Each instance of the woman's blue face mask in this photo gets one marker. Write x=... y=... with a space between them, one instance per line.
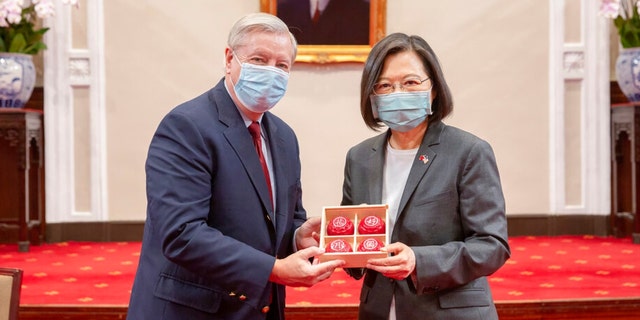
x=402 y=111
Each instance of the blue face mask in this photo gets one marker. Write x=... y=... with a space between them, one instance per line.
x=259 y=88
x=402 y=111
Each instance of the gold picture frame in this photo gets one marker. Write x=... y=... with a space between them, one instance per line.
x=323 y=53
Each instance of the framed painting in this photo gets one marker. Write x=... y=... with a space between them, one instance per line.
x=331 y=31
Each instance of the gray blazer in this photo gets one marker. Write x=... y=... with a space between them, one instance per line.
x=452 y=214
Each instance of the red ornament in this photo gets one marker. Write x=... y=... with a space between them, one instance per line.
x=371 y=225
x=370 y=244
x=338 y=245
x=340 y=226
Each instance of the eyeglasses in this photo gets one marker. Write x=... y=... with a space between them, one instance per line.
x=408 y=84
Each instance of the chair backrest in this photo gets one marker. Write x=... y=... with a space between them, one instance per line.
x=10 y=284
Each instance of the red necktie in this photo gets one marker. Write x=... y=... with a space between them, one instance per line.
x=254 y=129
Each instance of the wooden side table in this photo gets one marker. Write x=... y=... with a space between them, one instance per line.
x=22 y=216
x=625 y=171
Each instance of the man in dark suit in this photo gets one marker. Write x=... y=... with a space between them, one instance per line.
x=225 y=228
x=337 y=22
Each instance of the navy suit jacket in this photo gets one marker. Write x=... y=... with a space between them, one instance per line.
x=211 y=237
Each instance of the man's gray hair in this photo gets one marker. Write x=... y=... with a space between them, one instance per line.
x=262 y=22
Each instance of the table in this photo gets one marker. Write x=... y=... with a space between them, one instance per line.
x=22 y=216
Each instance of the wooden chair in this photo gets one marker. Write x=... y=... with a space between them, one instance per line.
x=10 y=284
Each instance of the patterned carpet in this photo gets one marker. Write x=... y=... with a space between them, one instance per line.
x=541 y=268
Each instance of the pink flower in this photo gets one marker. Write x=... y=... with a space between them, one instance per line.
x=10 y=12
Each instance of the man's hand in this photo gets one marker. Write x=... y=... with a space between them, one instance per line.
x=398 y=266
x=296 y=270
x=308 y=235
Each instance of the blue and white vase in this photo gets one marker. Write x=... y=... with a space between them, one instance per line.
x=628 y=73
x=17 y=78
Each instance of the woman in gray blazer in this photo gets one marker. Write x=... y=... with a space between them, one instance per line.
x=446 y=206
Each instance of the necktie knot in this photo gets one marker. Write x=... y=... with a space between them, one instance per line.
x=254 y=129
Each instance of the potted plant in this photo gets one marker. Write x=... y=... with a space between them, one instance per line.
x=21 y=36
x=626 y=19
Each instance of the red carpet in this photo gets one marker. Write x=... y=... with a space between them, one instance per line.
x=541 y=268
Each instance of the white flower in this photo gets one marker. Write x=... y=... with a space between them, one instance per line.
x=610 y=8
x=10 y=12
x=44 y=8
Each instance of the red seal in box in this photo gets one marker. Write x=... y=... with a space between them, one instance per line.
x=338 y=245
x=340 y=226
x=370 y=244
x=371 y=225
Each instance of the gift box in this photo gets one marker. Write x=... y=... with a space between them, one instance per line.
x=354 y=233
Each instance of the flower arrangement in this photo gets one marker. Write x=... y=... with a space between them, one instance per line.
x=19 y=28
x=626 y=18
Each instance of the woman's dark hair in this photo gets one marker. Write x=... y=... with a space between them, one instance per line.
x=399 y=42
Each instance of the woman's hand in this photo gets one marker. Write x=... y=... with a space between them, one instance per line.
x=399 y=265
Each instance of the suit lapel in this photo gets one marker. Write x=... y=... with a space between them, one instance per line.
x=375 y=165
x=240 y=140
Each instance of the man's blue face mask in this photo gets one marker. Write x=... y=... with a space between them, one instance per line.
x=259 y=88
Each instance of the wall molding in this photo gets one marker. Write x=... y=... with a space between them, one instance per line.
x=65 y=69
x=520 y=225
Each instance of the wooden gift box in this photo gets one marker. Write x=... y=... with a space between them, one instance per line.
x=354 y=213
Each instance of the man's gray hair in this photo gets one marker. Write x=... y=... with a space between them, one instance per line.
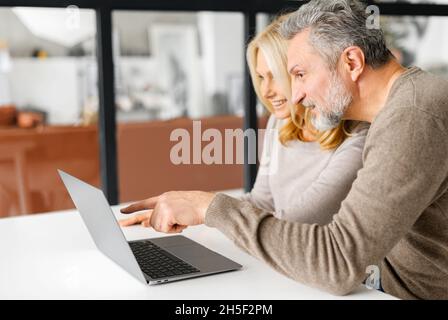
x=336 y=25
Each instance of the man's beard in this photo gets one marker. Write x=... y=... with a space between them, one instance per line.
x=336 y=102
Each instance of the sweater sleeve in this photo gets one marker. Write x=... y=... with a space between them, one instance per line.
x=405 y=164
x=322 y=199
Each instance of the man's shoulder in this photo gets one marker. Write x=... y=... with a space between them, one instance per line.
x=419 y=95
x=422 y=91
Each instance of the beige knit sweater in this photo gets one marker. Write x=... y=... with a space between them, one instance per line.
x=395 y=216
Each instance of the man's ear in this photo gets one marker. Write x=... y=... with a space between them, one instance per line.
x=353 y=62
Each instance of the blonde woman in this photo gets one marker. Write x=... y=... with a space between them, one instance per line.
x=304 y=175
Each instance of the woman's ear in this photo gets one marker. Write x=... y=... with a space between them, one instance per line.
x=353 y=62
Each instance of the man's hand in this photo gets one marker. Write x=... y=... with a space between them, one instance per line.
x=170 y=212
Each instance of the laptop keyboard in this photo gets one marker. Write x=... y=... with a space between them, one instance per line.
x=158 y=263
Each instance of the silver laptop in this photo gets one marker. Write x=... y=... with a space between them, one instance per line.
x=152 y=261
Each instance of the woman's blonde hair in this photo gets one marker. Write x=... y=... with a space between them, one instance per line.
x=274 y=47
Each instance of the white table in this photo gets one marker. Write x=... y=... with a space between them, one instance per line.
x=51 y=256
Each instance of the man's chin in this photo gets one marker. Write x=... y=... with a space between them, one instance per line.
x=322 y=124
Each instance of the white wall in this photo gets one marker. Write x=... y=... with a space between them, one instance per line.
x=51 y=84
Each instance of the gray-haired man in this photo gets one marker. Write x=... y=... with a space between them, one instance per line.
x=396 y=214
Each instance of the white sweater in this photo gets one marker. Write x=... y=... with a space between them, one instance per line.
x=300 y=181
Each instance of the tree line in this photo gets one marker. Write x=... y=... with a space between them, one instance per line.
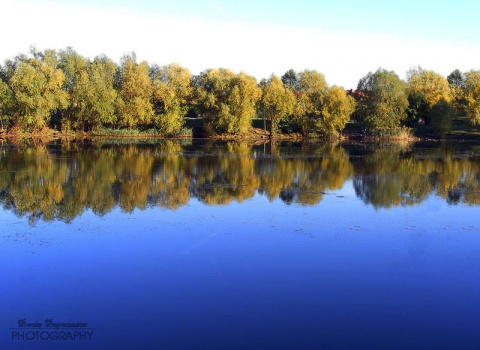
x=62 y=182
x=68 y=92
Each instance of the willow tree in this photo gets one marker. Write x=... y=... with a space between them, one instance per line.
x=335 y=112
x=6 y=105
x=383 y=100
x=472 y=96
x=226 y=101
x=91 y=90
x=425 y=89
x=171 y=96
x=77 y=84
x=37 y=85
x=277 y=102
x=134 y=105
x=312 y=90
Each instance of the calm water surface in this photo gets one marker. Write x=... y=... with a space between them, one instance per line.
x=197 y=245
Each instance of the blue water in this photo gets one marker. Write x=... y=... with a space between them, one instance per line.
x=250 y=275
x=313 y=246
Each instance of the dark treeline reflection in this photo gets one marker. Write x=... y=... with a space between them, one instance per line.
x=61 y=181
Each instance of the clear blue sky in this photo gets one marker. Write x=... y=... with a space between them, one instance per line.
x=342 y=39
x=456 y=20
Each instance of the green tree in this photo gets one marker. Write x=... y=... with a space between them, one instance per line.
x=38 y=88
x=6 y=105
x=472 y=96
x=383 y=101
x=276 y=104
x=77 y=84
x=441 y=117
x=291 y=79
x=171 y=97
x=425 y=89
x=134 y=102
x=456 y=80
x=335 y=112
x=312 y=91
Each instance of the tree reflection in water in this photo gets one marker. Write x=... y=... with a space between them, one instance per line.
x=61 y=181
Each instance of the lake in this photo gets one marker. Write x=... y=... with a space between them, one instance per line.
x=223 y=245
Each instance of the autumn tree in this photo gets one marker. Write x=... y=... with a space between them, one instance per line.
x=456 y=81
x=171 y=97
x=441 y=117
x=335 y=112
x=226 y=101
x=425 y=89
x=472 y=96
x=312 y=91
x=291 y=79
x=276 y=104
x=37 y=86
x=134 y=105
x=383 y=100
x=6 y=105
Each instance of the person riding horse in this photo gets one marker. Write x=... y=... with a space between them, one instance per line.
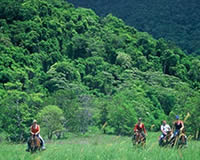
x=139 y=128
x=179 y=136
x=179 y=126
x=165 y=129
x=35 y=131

================================

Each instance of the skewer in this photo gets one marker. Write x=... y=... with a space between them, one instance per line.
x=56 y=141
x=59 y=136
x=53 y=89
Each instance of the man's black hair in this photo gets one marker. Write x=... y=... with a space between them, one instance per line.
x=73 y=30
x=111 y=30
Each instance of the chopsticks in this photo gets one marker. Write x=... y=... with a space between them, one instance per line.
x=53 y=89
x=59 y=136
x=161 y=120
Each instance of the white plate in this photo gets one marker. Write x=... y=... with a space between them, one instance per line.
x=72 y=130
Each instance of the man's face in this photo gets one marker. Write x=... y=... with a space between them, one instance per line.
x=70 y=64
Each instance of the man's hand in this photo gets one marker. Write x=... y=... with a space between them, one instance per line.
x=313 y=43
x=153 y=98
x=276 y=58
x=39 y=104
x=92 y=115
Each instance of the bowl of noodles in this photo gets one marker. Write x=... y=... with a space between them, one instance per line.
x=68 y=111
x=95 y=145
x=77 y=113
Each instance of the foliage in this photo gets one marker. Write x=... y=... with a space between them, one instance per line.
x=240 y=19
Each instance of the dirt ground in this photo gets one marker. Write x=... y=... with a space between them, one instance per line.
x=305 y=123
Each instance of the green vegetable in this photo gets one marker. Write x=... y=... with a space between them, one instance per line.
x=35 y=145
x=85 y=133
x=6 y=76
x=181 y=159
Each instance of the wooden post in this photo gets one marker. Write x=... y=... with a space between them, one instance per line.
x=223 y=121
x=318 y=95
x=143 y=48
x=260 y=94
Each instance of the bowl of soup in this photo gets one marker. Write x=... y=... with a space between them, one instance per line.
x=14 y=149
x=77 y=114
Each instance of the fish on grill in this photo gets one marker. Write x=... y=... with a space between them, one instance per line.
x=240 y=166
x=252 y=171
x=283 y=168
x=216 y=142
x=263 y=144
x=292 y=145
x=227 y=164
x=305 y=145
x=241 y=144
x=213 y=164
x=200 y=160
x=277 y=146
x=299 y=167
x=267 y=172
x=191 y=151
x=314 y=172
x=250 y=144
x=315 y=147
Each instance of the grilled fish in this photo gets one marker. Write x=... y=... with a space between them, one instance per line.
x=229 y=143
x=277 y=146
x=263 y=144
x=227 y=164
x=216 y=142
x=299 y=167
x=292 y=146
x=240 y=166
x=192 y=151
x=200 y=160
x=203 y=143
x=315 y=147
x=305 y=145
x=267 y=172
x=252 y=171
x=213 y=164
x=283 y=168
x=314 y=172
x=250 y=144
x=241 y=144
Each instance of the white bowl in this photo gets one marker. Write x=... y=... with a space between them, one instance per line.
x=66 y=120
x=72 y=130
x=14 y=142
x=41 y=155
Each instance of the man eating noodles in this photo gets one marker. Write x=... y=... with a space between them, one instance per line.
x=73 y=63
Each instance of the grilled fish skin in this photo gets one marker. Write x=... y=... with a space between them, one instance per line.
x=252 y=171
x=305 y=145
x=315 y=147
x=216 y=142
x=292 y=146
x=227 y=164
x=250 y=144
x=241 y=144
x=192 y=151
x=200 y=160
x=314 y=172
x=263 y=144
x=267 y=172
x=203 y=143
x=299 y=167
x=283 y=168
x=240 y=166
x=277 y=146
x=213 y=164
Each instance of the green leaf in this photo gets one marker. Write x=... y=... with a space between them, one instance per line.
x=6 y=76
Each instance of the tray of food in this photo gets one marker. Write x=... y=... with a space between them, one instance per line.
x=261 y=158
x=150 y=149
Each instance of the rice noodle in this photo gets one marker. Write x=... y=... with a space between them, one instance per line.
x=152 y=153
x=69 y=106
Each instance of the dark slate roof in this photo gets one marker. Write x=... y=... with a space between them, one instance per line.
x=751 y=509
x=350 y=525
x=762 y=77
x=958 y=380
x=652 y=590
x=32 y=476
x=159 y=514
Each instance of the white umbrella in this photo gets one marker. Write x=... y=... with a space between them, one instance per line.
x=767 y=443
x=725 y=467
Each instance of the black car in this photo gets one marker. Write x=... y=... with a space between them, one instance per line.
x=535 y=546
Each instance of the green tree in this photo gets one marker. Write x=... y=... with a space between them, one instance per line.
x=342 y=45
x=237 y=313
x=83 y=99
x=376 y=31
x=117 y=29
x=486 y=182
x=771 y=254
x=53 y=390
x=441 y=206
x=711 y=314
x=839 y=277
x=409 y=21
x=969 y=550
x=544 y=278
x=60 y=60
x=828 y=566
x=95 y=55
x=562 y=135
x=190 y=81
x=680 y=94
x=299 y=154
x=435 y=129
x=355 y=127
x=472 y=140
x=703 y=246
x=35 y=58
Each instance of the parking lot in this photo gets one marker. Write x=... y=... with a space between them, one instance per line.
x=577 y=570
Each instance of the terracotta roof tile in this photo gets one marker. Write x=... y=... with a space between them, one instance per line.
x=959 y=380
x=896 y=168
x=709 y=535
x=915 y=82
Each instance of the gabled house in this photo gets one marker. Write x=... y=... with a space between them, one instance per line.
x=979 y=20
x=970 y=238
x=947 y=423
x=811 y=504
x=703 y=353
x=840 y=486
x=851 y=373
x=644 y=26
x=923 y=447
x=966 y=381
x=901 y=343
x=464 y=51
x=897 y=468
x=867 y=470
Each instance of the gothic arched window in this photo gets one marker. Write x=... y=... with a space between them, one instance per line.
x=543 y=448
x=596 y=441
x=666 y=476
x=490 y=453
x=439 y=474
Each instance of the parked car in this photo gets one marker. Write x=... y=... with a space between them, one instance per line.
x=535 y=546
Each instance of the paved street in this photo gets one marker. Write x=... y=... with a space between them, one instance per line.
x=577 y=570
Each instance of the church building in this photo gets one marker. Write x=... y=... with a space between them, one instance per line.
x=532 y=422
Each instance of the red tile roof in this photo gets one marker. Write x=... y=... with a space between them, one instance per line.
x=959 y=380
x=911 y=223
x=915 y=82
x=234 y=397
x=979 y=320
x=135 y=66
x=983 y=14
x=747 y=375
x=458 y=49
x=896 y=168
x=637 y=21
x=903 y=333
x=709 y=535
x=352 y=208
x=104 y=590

================================

## Aim of the task
Please gather every line of the records that contains the word "water", and copy each one in full. Count only matches with the same capitalization.

## Written answer
Each instance of the calm water surface in this photo gets one marker. Write x=... y=... with a space between them, one instance per line.
Each instance of the blue water in this photo gets one marker. Write x=... y=... with a space between them, one instance per line.
Each instance of the tree reflection in water in this photo gets one marker. Write x=... y=... with a space between them, one instance per line.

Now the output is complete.